§ **Problem requirements**: Please pick out each line below that contains the word "Outline", with capitalization matching.

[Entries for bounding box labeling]
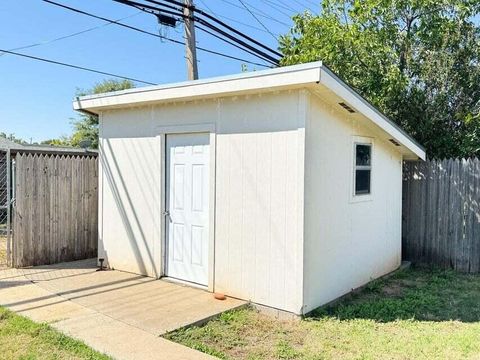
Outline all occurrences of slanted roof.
[73,62,425,159]
[0,137,97,155]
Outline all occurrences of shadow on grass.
[306,267,480,322]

§ **Full solution**:
Outline all occurrences of slanted roof.
Outline all occurrences of shadow on grass.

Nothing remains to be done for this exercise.